# [GIVEN INSTRUCTION A]
In the passage on choice task formats, list every count of tasks, points or chips used as an example, along with what each one counts.
# [GIVEN INSTRUCTION B]
Copy the passage on choice task formats from "Constant Sum has" to "using this option.".

# [SUPPLIED TEXT]
— Begin —

However, there are some drawbacks to the Best-Worst format.  

 

1) It isn't well known whether the additional time spent asking respondents to indicate worst concepts in each task wouldn't be better spent asking respondents to answer a few more best-only choice tasks.  For example, which would be better: 10 Best-Worst tasks or 13 Best-Only tasks?  Both approaches would likely take about the same amount of time to complete.

 

2) The magnitude of the response error made in Best choices is usually different from Worst choices.  Also, academics (Allenby et al.) have recently raised the issue that some respondents orient themselves by choosing the worst concept first and the best concept last.  And, depending on the order of choice (best first or worst first) the errors involved in making the judgments differ, as well as the context in terms of number of alternatives per set.  Allenby et al. have raised concerns regarding whether it is appropriate to treat the choices equally (in terms of equal error magnitude, or scale factor, and task context) when estimating part-worth utilities.

 

For now, we don't have a strong opinion on the matter, but offer the best-worst choice option because many researchers are interested in using this approach for CBC studies.  We hope to see more research on the suitability of the approach vs. standard discrete choice.

 

For utility estimation, the best and worst tasks are formatted as independent choice tasks.  The design matrix for best tasks is coded exactly as in standard Discrete Choice (best-only format).  The design matrix is simply multiplied by -1 for worst tasks.  (This is the same procedure as is used for our MaxDiff utility estimation.)

 


Constant Sum/Chip Allocation

 

Constant Sum/Chip Allocation allows respondents to indicate how many of each concept they would choose.  Often, researchers ask respondents to allocate points (chips) across the concepts that sum to a fixed amount, such as 10.  But, it is possible to relax that requirement, so the points do not sum to some constant.  (In either case, the HB and Latent Class estimation routines by default percentage the chips to 100% within each choice task, so there isn't a formal recognition that a respondent may have allocated 20 chips in task 1, but 13 chips in task 2.)  

 

Constant Sum has the benefit of collecting a lot more statistical information for each choice task.  But, it is well known that respondents often struggle with providing reliable chip-allocation data.  So, we recommend caution and pretesting before using this option.

— End —

# [Location annotation dataset excerpts]
— Begin —

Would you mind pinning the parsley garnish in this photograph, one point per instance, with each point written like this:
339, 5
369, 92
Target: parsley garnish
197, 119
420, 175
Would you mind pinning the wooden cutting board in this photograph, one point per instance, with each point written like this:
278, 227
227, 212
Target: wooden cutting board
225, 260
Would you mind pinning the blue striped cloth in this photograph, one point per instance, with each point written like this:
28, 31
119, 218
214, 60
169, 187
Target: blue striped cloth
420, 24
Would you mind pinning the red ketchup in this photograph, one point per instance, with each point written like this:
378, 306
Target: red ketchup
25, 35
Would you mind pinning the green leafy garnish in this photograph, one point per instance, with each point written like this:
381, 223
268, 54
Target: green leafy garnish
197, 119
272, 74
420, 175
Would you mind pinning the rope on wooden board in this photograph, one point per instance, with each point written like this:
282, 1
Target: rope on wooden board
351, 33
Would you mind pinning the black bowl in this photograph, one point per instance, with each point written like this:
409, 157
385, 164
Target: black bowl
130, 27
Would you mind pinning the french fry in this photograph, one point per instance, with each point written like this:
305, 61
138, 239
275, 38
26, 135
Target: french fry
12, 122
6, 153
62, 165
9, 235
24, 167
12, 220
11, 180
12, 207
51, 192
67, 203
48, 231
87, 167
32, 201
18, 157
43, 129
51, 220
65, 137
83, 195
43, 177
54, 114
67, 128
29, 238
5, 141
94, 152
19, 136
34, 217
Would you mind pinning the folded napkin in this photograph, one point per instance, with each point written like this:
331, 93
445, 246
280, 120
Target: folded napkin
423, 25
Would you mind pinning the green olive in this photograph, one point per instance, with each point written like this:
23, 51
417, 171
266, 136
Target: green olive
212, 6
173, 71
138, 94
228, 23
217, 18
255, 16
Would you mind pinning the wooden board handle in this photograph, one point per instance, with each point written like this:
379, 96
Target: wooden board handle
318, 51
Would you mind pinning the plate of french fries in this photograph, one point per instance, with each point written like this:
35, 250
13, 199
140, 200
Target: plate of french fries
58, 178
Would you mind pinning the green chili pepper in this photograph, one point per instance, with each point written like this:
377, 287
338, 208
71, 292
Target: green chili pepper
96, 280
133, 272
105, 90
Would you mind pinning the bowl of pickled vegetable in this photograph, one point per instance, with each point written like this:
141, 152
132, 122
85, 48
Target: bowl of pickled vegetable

— End —

# [EXERCISE ANSWER A]
- 10 Best-Worst tasks
- 13 Best-Only tasks
- 10 points (chips), as an example of a fixed sum
- 20 chips allocated in task 1
- 13 chips allocated in task 2

# [EXERCISE ANSWER B]
Constant Sum has the benefit of collecting a lot more statistical information for each choice task.  But, it is well known that respondents often struggle with providing reliable chip-allocation data.  So, we recommend caution and pretesting before using this option.